Exercise task: Can you rewrite every line from the one containing "Objective — one dot on each instance of the chrome" down through the end of the records, with each answer coordinate shifted by -63?

Position identification records:
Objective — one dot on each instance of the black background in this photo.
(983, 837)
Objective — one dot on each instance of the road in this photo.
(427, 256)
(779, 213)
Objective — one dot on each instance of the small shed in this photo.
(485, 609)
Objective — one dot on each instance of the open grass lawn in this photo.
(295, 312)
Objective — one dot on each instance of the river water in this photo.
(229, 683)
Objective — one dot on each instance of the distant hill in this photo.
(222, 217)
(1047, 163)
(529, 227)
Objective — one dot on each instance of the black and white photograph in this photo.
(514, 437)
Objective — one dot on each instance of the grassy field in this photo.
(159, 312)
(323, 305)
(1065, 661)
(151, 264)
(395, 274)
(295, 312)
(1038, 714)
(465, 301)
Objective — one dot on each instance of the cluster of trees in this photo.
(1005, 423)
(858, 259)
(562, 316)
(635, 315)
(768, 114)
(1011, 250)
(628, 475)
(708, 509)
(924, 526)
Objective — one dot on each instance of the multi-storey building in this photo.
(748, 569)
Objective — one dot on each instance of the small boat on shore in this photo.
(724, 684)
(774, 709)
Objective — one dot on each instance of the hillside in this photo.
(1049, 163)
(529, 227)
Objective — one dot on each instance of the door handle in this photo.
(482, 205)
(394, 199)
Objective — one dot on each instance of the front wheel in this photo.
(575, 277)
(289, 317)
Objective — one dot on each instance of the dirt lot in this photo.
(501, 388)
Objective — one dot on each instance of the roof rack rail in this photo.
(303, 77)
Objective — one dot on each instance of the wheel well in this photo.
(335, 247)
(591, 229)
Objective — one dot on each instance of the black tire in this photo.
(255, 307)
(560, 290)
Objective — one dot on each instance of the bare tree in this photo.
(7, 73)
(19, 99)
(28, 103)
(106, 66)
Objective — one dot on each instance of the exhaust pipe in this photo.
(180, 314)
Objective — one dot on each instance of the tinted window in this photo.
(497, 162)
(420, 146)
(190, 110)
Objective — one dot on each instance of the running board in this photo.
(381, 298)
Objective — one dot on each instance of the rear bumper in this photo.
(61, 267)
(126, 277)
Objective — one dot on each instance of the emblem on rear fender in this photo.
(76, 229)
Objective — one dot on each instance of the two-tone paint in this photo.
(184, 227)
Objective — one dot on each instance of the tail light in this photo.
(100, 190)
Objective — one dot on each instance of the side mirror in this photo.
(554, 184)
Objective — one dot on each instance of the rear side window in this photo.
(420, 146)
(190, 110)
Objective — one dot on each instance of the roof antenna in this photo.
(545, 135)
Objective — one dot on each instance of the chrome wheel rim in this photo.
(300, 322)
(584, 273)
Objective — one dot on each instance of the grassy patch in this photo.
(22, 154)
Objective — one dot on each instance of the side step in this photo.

Finished task:
Objective — one dot on each instance of the chrome wheel rim in this photo.
(237, 259)
(521, 210)
Objective — one dot on each instance of the grassy patch in this photo.
(-41, 91)
Objective — one dot on each instance of the side step in this photo.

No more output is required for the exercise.